# Material for this task:
⁂
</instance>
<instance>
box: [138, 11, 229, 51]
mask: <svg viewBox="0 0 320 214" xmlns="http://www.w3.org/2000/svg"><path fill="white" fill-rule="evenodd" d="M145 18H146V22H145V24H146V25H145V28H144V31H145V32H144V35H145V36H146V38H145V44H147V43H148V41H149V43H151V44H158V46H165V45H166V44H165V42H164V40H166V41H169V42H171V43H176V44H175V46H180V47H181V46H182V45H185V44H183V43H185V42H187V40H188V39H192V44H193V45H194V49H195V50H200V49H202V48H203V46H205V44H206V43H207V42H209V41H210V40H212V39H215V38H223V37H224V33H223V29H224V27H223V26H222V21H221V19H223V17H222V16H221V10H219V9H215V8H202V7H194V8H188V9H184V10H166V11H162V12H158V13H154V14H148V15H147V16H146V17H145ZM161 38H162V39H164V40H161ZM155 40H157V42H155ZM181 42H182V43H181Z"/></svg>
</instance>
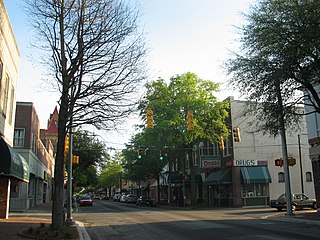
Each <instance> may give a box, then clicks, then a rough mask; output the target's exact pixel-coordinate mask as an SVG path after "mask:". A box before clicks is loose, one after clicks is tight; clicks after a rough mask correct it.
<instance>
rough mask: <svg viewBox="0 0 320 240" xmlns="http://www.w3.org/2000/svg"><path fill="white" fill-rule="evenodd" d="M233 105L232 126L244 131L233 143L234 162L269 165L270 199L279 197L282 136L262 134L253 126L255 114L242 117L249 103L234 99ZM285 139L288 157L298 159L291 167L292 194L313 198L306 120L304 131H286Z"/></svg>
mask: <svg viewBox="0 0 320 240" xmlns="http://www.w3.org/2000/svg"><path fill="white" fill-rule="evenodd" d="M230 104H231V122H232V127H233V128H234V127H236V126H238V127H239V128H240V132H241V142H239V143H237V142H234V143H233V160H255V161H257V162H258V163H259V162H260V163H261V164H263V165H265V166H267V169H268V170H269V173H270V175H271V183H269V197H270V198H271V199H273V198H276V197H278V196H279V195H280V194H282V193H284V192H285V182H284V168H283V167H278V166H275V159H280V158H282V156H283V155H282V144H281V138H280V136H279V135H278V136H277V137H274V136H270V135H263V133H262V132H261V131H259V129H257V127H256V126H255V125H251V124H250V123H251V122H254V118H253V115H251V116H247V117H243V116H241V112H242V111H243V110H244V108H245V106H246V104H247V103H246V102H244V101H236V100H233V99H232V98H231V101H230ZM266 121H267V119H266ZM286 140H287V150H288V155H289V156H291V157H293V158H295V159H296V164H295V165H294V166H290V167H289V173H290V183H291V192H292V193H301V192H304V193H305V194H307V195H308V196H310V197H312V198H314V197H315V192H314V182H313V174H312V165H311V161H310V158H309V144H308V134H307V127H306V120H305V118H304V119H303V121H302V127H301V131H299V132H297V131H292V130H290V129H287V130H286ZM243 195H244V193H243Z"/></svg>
⁂
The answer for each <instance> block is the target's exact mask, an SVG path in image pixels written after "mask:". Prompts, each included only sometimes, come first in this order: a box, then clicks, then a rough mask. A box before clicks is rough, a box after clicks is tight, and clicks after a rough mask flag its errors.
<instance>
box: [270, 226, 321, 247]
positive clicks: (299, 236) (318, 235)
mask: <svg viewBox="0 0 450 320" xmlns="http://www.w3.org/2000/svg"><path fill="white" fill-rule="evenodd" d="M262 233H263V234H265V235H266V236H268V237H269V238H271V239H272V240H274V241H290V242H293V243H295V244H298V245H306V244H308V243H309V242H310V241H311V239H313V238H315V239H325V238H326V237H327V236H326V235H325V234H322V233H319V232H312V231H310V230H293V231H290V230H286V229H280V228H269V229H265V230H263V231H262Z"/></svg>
⁂
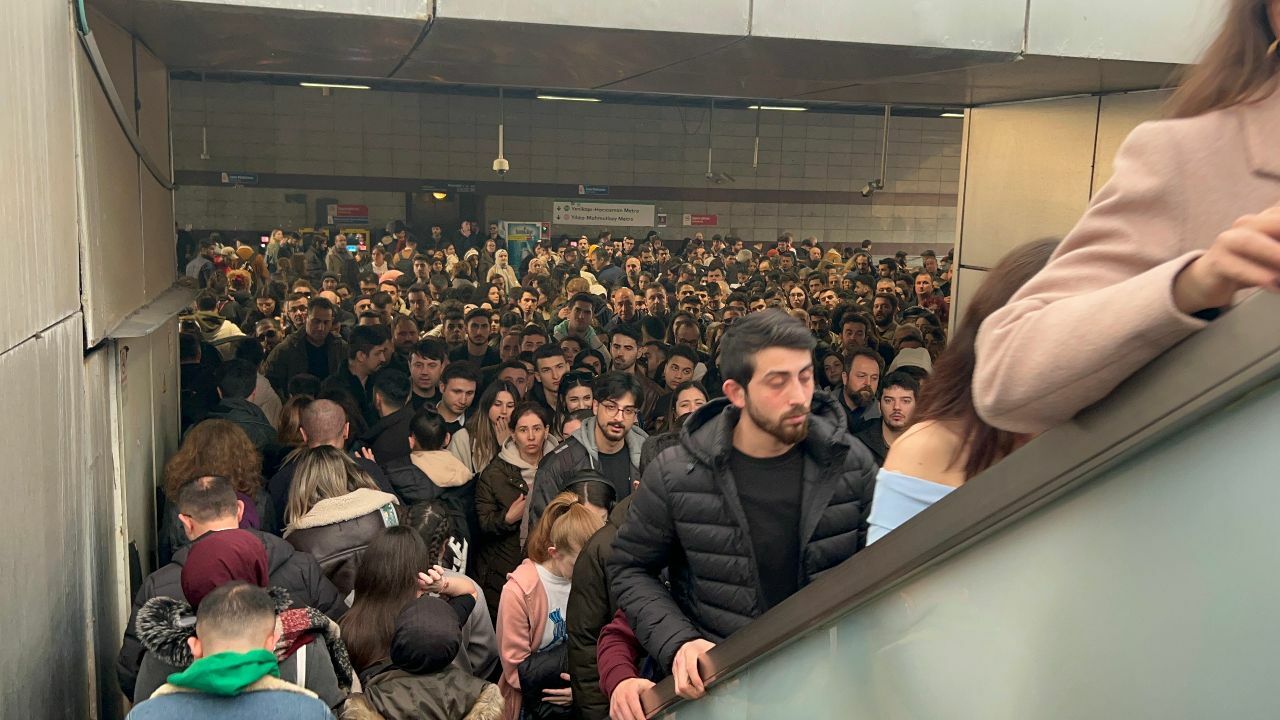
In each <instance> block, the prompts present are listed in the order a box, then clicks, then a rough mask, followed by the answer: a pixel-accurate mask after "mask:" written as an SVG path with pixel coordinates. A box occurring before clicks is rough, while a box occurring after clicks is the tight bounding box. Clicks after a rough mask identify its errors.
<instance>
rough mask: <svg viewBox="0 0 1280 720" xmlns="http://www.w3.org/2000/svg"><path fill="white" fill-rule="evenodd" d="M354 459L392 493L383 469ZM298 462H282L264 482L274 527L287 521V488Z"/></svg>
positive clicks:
⁂
# Aim of the task:
Only lines that contain the string "target" count; pick each one out of the records and copy it.

# Answer area:
Each <instance> may give a box, then clicks, then a rough mask; output the target's exact pixel-coordinate mask as an SVG path after "mask:". A box before clicks is loose, one after clicks is tight; clicks after a rough mask correct it.
The answer for each <instance> block is the target's exact mask, an SVG path in image pixels written after "mask:". Prompts, each included only sometimes, come first in this order: a box, then clicks, then a rough mask. A box before clicks is rough, a box after clicks is tight, and clicks after a rough mask flag its errors.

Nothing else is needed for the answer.